*Kutipan Pilihan*:
+-------+

Pertanyaan: Apa hukum chatting dengan tulisan- antara wanita dengan laki-laki di internet dan saling surat menyurat di antara mereka?
Wa Jazakumullahu Khairan
Wassalamu’alaikum wa rahmatullah wa barakatuh
Penanya: Abu Sidrah
Al Lajnah Asy Syar’iyyah di Al Mimbar menjawab:
Wassalamu’alaikum wa rahmatullah wa barakatuh
Sesungguhnya pada dasarnya pembicaraan laki-laki dengan wanita ajnabiyyah (yang asing) untuk keperluan itu adalah boleh dengan batasan-batasan syar’i bila aman dari fitnah, sedangkan fitnah pada para pemuda itu adalah lebih dahsyat dari selain mereka.
Allah ta’ala berfirman:
فَلَا تَخْضَعْنَ بِالْقَوْلِ فَيَطْمَعَ الَّذِي فِي قَلْبِهِ مَرَضٌ وَقُلْنَ قَوْلًا مَعْرُوفًا
“Maka janganlah kamu tunduk (melemah lembutkan suara) dalam berbicara sehingga bangkit nafsu orang yang ada penyakit dalam hatinya, dan ucapkanlah perkataan yang baik.” [Al Ahzab: 32]
Al Imam Ibnul ‘Arabiy rahimahullah berkata: “Allah ta’ala memerintahkan mereka (para wanita) agar ucapan mereka itu biasa saja dan percakapannya tegas, dan tidak dengan cara yang menimbulkan hubungan di dalam hati dengan sebab apa yang nampak padanya berupa intonasi lembut yang membangkitkan keinginan orang yang mendengar. Dan Allah mengharuskan atas mereka agar perkataan mereka itu ucapan yang baik… Ada yang mengatakan: Ma’ruf (ucapan yang baik) itu adalah pelan, kerana sesungguhnya wanita itu diperintahkan untuk merendahkan (suara) ucapan. Dan ada yang mengatakan: Yang dimaksud dengan ma’ruf itu adalah apa yang kembali kepada syar’iy berupa menyampaikan apa yang diperintahkan untuk menyampaikannya, atau berupa keperluan yang mesti bagi manusia darinya.” Selesai (Ahkamul Qur’an 3/460)

+-------+

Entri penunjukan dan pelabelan
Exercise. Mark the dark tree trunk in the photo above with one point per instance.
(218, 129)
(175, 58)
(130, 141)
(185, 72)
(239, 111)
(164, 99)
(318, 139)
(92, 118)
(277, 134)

+-------+

*Tugas dan Latihan*:
1. Menurut kutipan pilihan, siapa yang menjawab pertanyaan Abu Sidrah?
2. Salin persis bagian dari kutipan pilihan, mulai dari "Wa Jazakumullahu Khairan" dan terus sampai "dari selain mereka.".
Baris-baris data ini diambil dari sumber lain.

*Jawaban Tiap Tugas*:
1. Al Lajnah Asy Syar'iyyah di Al Mimbar.

2.
Wa Jazakumullahu Khairan
Wassalamu’alaikum wa rahmatullah wa barakatuh
Penanya: Abu Sidrah
Al Lajnah Asy Syar’iyyah di Al Mimbar menjawab:
Wassalamu’alaikum wa rahmatullah wa barakatuh
Sesungguhnya pada dasarnya pembicaraan laki-laki dengan wanita ajnabiyyah (yang asing) untuk keperluan itu adalah boleh dengan batasan-batasan syar’i bila aman dari fitnah, sedangkan fitnah pada para pemuda itu adalah lebih dahsyat dari selain mereka.